## PROBLEMA 1
Trascrivi fedelmente il brano dell'intervista a Lydia Koniordou che va da "Andrea Porcheddu, 22" fino a "primo ministro Tsipras." incluso.

## TESTO

Andrea Bonetti
Lydia Koniordou ha lasciato il teatro per diventare
ministro della Cultura. E ha avviato il motore di una rinascita che sta facendo
di Atene la capitale culturale europea. “La cultura ci ha dato coraggio negli
anni della crisi. Per questo ho riattivato i finanziamenti ai giovani artisti”.
Andrea Porcheddu, 22 Luglio 2018
Delfi - Pare proprio, a detta di molti, che Atene stia
diventando la nuova capitale culturale europea: interi palazzi disabitati da
occupare, prezzi ancora bassi, il carattere scontroso e accogliente della
città, favoriscono l’arrivo di artisti di tutto il mondo. Ma, alle spalle della
rinascita culturale greca, c’è il sincero entusiasmo per il teatro, la danza,
la musica, l’arte cui i greci non hanno rinunciato mai, nemmeno nei momenti più
aspri di crisi.
E c’è l’azione sistematica del ministero della Cultura,
guidato con sicurezza e sincera passione da Lydia Koniordou, prima donna ad
assumere l’incarico dopo la mitica Melina Merkouri. È una delle grandi attrici
tragiche (il geniale regista texano Bob Wilson l’ha definita “tesoro nazionale
greco”), eppure Lydia Koniordou non ha esitato ad abbandonare le scene per
accettare l’invito del primo ministro Tsipras.
Ora sta interpretando un ruolo particolarmente complesso,
quello di ministro: forse interpretare Medea è più facile, vero?
«Ho fatto un lungo viaggio nel teatro, come attrice ma
anche come regista e pedagoga. Dopo quaranta anni in scena, ho capito che
dovevo fare un passo indietro. Viviamo un punto di svolta importante: stiamo
dicendo addio a un mondo passato, bellissimo, ricco di grandi momenti ma anche
di dolore e distruzione. E stiamo aspettando qualcosa di nuovo, una nuova era
di cui però non sappiamo nulla. Viviamo l’esplosione della tecnologia, la
globalizzazione selvaggia, le nuove sfide dell’immigrazione, della
disinformazione, le sfide climatiche che pure sono causa di emigrazioni.

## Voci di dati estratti
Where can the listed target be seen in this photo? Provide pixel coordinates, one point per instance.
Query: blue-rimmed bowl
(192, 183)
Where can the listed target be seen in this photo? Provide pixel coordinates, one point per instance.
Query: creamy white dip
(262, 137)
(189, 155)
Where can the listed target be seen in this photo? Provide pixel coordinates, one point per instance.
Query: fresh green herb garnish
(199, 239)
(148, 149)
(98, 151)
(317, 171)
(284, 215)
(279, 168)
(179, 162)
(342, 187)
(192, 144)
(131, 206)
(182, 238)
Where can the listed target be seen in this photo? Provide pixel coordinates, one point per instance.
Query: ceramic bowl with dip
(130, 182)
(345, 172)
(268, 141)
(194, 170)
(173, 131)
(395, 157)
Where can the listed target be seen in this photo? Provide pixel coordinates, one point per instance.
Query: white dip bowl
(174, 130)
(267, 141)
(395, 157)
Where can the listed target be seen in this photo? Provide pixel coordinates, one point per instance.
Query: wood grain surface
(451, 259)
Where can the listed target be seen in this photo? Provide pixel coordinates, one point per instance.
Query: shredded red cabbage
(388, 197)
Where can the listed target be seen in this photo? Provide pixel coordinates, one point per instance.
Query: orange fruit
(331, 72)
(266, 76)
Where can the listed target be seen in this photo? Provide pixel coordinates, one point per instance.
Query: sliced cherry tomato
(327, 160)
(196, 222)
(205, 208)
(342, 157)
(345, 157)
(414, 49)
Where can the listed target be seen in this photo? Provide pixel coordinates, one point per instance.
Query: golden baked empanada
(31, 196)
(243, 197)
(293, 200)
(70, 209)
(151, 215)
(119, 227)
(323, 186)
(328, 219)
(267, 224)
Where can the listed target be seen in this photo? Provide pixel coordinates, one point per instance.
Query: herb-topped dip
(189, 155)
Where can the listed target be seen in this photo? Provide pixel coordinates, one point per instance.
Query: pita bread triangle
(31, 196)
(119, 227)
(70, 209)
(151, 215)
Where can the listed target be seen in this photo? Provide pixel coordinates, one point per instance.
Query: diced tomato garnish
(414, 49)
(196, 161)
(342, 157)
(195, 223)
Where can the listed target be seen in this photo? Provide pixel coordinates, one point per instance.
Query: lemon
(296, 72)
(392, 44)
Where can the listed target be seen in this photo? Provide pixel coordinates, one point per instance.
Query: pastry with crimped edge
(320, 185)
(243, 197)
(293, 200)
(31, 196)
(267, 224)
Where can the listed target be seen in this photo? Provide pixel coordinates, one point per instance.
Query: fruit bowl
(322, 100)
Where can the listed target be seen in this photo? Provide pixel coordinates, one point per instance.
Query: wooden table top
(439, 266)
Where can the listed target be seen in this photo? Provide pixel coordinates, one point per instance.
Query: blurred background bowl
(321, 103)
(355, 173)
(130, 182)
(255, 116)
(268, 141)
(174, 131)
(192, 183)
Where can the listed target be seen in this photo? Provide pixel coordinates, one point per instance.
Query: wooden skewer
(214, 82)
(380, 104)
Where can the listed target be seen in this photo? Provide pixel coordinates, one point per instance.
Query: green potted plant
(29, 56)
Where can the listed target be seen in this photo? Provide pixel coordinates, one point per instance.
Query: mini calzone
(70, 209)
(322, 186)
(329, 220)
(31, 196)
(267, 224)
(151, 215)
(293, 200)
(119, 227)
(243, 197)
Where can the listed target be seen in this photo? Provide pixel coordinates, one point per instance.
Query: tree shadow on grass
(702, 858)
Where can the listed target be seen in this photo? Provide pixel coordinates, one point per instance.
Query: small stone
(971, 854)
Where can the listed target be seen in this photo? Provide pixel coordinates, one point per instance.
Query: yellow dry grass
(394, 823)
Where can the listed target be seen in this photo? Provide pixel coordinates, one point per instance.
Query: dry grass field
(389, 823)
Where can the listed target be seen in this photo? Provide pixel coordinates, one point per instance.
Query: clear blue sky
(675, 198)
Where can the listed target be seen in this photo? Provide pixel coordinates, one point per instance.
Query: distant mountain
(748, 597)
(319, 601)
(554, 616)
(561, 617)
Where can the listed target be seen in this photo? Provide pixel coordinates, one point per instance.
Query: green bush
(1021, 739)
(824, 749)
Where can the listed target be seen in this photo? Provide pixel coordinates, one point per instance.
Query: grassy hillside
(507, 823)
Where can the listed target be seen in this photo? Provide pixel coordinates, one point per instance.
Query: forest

## PROBLEMA 2
Filtra le voci qui sopra e riporta ogni riga in cui compare la stringa "blue".

## RISPOSTA COMPLETA 1
Andrea Porcheddu, 22 Luglio 2018
Delfi - Pare proprio, a detta di molti, che Atene stia
diventando la nuova capitale culturale europea: interi palazzi disabitati da
occupare, prezzi ancora bassi, il carattere scontroso e accogliente della
città, favoriscono l’arrivo di artisti di tutto il mondo. Ma, alle spalle della
rinascita culturale greca, c’è il sincero entusiasmo per il teatro, la danza,
la musica, l’arte cui i greci non hanno rinunciato mai, nemmeno nei momenti più
aspri di crisi.
E c’è l’azione sistematica del ministero della Cultura,
guidato con sicurezza e sincera passione da Lydia Koniordou, prima donna ad
assumere l’incarico dopo la mitica Melina Merkouri. È una delle grandi attrici
tragiche (il geniale regista texano Bob Wilson l’ha definita “tesoro nazionale
greco”), eppure Lydia Koniordou non ha esitato ad abbandonare le scene per
accettare l’invito del primo ministro Tsipras.

## RISPOSTA COMPLETA 2
Query: blue-rimmed bowl
Query: clear blue sky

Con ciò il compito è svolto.